# TO BE DONE
Please copy out the full blog entry below about the weekend with the kids, word for word, leaving out the rows that follow it.

** start PASSAGE GIVEN **

Monday, June 23, 2008


Had the best weekend with the kids. Rode on Saturday, and took Allen to buy some Bakugan at Target. They are always sold out, but a kid at school let us in on the secret of Saturday morning shopping. We showed up before horse riding and were able to find what we wanted. Of course, since Allen didn't have enough allowance money, it meant he was going to be in for some labor at home later for Mom. I told him it would involve sweeping the front sidewalk and helping me clean out the shavings in the chicken house. He agreed.
On the way home, we stopped by the farmer's market in town. Got some lovely potatoes, beets, onions, tomatoes, cantaloupe, peaches and plums. Amazing the variety that is in season this time of year. I have been reading a book lately called Animal, Vegetable, Miracle which chronicles a year in the life of a Virginia family as they only eat what they can produce or purchase locally, in an effort to decrease the amount of petroleum involved in bringing them their food. It has been inspirational. I certainly am not up for that particular challenge, but it has made me crave the wonderful things the local farmers produce and make me want to support them so that farming in this area is profitable. Cooked up a huge pot of beets just for me for lunch. So sweet and yummy.

** end PASSAGE GIVEN **
** start STORED DATA **

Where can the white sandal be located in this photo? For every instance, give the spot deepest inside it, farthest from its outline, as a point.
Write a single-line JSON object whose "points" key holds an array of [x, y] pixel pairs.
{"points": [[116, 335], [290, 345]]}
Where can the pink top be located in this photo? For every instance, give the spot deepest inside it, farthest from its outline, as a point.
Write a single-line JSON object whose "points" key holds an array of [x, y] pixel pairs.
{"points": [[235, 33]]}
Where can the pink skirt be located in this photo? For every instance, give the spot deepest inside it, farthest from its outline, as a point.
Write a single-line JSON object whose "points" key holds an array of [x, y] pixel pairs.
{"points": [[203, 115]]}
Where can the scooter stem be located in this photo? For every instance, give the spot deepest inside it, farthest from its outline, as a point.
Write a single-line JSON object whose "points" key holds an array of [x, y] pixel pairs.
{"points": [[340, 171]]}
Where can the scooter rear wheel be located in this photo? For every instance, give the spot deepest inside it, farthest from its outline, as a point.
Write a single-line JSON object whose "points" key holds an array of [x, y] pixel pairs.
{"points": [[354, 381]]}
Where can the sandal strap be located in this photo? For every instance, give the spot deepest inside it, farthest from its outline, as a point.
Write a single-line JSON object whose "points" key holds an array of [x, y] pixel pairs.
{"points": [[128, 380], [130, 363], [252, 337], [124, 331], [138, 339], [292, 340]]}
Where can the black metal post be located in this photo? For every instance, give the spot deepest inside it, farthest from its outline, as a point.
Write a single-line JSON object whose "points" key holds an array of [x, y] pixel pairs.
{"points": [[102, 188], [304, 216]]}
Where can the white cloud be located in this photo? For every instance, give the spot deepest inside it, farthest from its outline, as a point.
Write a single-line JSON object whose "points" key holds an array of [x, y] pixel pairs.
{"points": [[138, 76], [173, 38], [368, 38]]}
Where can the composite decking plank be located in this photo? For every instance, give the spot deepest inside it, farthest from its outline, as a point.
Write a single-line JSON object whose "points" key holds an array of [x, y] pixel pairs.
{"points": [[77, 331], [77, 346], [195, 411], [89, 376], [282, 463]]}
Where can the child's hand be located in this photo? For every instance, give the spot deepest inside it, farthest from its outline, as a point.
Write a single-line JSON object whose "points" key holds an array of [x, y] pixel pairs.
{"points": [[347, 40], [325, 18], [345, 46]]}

** end STORED DATA **

# EXPECTED OUTPUT
Monday, June 23, 2008


Had the best weekend with the kids. Rode on Saturday, and took Allen to buy some Bakugan at Target. They are always sold out, but a kid at school let us in on the secret of Saturday morning shopping. We showed up before horse riding and were able to find what we wanted. Of course, since Allen didn't have enough allowance money, it meant he was going to be in for some labor at home later for Mom. I told him it would involve sweeping the front sidewalk and helping me clean out the shavings in the chicken house. He agreed.
On the way home, we stopped by the farmer's market in town. Got some lovely potatoes, beets, onions, tomatoes, cantaloupe, peaches and plums. Amazing the variety that is in season this time of year. I have been reading a book lately called Animal, Vegetable, Miracle which chronicles a year in the life of a Virginia family as they only eat what they can produce or purchase locally, in an effort to decrease the amount of petroleum involved in bringing them their food. It has been inspirational. I certainly am not up for that particular challenge, but it has made me crave the wonderful things the local farmers produce and make me want to support them so that farming in this area is profitable. Cooked up a huge pot of beets just for me for lunch. So sweet and yummy.